§ **RECORDS SUPPLIED**:

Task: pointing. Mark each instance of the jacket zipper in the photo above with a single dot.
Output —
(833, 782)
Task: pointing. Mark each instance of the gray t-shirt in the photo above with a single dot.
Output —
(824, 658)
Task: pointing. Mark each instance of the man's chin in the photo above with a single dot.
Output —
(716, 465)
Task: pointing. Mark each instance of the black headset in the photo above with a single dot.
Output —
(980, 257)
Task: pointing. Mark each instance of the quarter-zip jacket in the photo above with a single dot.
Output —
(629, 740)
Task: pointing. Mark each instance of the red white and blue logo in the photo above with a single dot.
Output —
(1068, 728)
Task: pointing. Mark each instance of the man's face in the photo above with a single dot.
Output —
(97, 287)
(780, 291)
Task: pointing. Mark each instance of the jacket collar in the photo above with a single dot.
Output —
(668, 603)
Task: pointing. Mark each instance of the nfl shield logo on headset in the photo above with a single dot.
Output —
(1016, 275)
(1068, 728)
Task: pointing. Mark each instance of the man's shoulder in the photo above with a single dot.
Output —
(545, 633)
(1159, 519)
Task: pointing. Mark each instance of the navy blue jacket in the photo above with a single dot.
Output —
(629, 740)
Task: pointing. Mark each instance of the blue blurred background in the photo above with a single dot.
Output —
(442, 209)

§ **STATED PROBLEM**:
Reproduce the entire listing word for word.

§ **FULL ANSWER**:
Task: pointing. Mark each instance of the jacket zipper in the photo above with a single dot.
Output —
(833, 782)
Task: pointing. Mark each instance of the gray t-shirt in the photo above with a single dot.
Output —
(824, 658)
Task: pointing. Mark each instance of the man's chin in the photo above with a single dot.
Output —
(716, 465)
Task: pointing. Mark each instance of the black headset in the photo above with a single dot.
Output —
(980, 257)
Task: pointing. Mark each instance of the quarter-zip jacket in the photo above with a single dot.
Output —
(629, 740)
Task: pointing. Mark each instance of the red white and blue logo in the photo above with a single dot.
Output —
(1068, 728)
Task: pointing. Mark each instance of the man's face in the photo above with a single dot.
Output —
(97, 287)
(780, 291)
Task: pointing. Mark each instance of the jacket collar in the photo above with a single dot.
Output —
(668, 603)
Task: pointing. Mark each instance of the nfl shield logo on headset in the photo above with a single dot.
Output —
(1016, 275)
(1068, 728)
Task: pointing. Mark each instance of the man's shoulder in the photo above with a single dot.
Output —
(545, 633)
(1159, 519)
Task: pointing. Mark each instance of the navy blue jacket in the photo above with a single dot.
Output —
(629, 740)
Task: pointing. Mark each instance of the blue blurred background in the photo above with a single dot.
Output —
(442, 209)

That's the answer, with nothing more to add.